Bounding-box entries

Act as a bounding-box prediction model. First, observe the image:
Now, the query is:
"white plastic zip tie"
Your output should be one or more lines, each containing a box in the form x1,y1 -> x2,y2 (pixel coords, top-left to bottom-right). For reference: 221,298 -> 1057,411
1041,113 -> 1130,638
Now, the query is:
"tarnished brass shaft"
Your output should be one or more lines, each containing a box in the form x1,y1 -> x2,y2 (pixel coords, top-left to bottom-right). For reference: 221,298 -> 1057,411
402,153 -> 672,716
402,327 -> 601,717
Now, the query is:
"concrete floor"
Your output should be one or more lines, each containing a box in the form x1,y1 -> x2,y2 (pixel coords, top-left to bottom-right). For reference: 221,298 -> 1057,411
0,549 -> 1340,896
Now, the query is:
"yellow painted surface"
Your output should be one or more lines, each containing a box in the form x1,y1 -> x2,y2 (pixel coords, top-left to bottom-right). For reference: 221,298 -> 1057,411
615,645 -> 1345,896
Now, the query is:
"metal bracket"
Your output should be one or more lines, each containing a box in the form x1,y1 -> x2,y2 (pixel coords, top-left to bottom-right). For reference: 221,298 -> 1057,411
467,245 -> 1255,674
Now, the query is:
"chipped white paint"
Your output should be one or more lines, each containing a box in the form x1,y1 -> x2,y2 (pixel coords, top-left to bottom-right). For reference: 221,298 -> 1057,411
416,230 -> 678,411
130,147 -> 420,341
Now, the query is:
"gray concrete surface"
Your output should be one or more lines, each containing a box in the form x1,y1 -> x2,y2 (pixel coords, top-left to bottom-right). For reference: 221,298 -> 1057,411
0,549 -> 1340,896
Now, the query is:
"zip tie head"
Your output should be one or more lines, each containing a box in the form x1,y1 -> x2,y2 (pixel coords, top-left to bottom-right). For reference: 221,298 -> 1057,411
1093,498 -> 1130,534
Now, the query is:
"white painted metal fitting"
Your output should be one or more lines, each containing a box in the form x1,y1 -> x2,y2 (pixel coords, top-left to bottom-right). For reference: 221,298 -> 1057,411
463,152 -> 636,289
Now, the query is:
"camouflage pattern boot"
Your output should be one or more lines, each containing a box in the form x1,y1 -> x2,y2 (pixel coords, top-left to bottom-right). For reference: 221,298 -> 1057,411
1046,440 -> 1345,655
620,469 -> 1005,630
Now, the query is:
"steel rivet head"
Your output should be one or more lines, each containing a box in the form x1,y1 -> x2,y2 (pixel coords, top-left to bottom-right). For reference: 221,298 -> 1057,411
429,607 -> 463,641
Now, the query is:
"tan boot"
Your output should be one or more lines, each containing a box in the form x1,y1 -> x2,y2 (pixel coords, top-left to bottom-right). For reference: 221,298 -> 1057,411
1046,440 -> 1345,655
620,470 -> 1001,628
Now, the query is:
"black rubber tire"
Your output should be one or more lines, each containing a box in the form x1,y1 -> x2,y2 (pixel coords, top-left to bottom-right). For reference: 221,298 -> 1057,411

→ WORK TO DO
Rewrite every entry above, renaming "pixel coords" to "pixel coordinates" wherever it occurs and leaving everything else unchanged.

→ SOLVED PROBLEM
Act as a bounding-box prediction model. First, observe the image:
Now, the query is:
"white plastic zip tie"
Your output should be one or more lines, each containing a box in the form x1,y1 -> x2,y2 (pixel coordinates, top-left to bottom-right). For reference: 221,298 -> 1057,411
1041,113 -> 1130,638
Now, the query is:
"tarnished brass shaft"
Your output should be one or more lines, each containing a box in the form x1,y1 -> x2,y2 (pixel coordinates, top-left to bottom-right). For reference: 221,298 -> 1057,411
402,153 -> 672,716
402,327 -> 601,717
Now, the query is:
"concrete floor"
Your output should be one or more lines, each containing a box in the form x1,y1 -> x2,y2 (pixel coordinates, top-left to bottom-right). For reference: 221,298 -> 1057,411
0,549 -> 1340,896
Now, the query is:
"yellow painted surface"
Your output should be one or more lines, each containing a box in the form x1,y1 -> x2,y2 (pixel coordinates, top-left to bottom-right). For reference: 221,298 -> 1057,411
615,645 -> 1345,896
Now, the query is:
"metal bracket"
Your output should be one or more lines, each containing a box in the form x1,y1 -> x2,y2 (pixel coordinates, top-left to bottom-right). For reference: 221,298 -> 1057,411
467,245 -> 1255,674
Now, the query is:
"chipped white paint"
Your output should be one or more lines, each containing a box in the form x1,y1 -> x2,y2 (pixel coordinates, top-left to bottom-right). For reference: 221,298 -> 1057,411
416,230 -> 678,411
130,147 -> 420,341
Now, the query is:
"gray concrete surface"
Your output should be one or more lines, each containing a box in the form x1,y1 -> x2,y2 (pixel coordinates, top-left to bottom-right). For reference: 221,298 -> 1057,411
0,549 -> 1340,896
Now, the query is:
"zip tie head"
Your output should be one or more lines, each containing a box in the form x1,y1 -> x2,y2 (pixel coordinates, top-left to bottom-right). For reference: 221,298 -> 1057,411
1093,498 -> 1130,534
Now, the query is:
"white painted metal fitting"
Your output should be one or more lines, each containing a box in the form x1,y1 -> x2,y2 (pixel coordinates, top-left to bottom-right). For reference: 221,298 -> 1057,411
463,152 -> 636,289
Now, the query is:
"camouflage pattern boot"
Your output should be one or more lines, each containing a box in the form x1,y1 -> x2,y2 (pixel coordinates, top-left to bottom-right). For reference: 221,298 -> 1057,411
1046,440 -> 1345,655
620,469 -> 1005,630
Now, the query is:
"steel rivet head"
Your output should be one or more lines, each containing a box in the form x1,y1 -> x2,y2 (pixel coordinates, top-left to bottom-right). For reference: 221,298 -> 1057,411
429,607 -> 463,641
Now, the query is:
"tan boot"
Your output should be one or more lines, each containing a box in the form x1,y1 -> x2,y2 (pixel coordinates, top-left to bottom-right). For reference: 221,298 -> 1057,411
1046,440 -> 1345,655
620,470 -> 1001,628
Now, the query is:
"black rubber tire"
Your output should be one or more lines, each containing a box in the form x1,y1 -> x2,y2 (pixel coordinates, top-left to bottom-right). For reference: 221,298 -> 1057,411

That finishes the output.